- **Selection**
>>>>>

Posts Tagged ‘Peter Nelson’

Growing and Shrinking

Wednesday, September 2nd, 2009

So where do you think the population is falling?

Florida, precisely the place which (to hear some talk) Vermont should emulate by cutting taxes and weakening regulations lest thousands flee to…well, someplace like Florida

Could be. But right now, Vermont’s path looks a lot safer.

Its population is growing (slowly) and it is one of the few states gaining jobs these days. It’s Florida which folks are fleeing.

The news was right there on the front page of Sunday’s New York Times, which noted that after a century of almost unbroken population growth, Florida actually lost 58,000 people between April 2008 and April 2009.

In percentage terms, 58,000 is a tiny chunk of more than 18 million. But by all accounts, the decline is continuing. And in part because of that lack of an income tax, population decline hits Florida especially hard. Without an income tax, the state relies heavily on sales and property taxes. When property values go down and people buy less (both because there are fewer of them and the ones who stay cut back), the loss of state revenue is even more acute than it is elsewhere.

Ah, but there’s hope on the horizon, some Floridians think. The state has always been a retiree Mecca, and as those millions of Baby Boomers start to retire in the next few years, perhaps many of those millions will emulate their elders and head to the Sunshine State.

But not everyone is confident that they will. The big question, the Times quoted a Florida professor saying, “is will they choose the same type of retirement as their parents.”

An interesting question because of a new study, reported here last week, indicating that Baby Boomers might be less likely to retire to Florida than to….could it be Vermont?

Well, that’s a bit of an exaggeration. When it comes to attracting retirees, Florida will continue to have two advantages over Vermont: (1) No state income tax; (2) Warm winters.

But it’s crowded, without many areas of remoteness, and as outlined here on August 19 (The Boomers Are Coming) new data indicate that in retirement, the Baby Boomers will not crave urban conveniences as much as “desirable physical attributes – pleasant climates, mountains, beaches, lakes,” and all of it far from the metro area crowds.

All of the low-tax Southern states have pleasant climates (for those who like heat and humidity), and many have mountains, beaches and lakes. But they’re all relatively crowded, which is why the News Guy speculated (without first having the chance to talk to the authors of the report) that Vermont might be a desirable destination for Baby Boomer retirees.

As it happens, one of the two authors, Peter Nelson, is a Vermonter, a geography professor at Middlebury College on sabbatical in Washington, D.C., for a year as a visiting scholar for the U.S. Department of Agriculture’s Economic Research Service, which released that study.

<<<<<

- **Excerpted records**
>>>>>

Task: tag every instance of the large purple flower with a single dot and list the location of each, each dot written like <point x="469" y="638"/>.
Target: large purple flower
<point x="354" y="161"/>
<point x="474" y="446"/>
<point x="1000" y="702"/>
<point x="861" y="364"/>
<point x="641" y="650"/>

<<<<<

- **Set tasks**
1. According to the blog post on Florida's shrinking population, how many people did Florida lose between April 2008 and April 2009?
2. Translate this sentence from the blog post on Florida's shrinking population into Spanish: "All of the low-tax Southern states have pleasant climates (for those who like heat and humidity), and many have mountains, beaches and lakes."

- **Exercise answers**
1. 58,000 people.

2. Todos los estados sureños de impuestos bajos tienen climas agradables (para quienes disfrutan del calor y la humedad), y muchos tienen montañas, playas y lagos.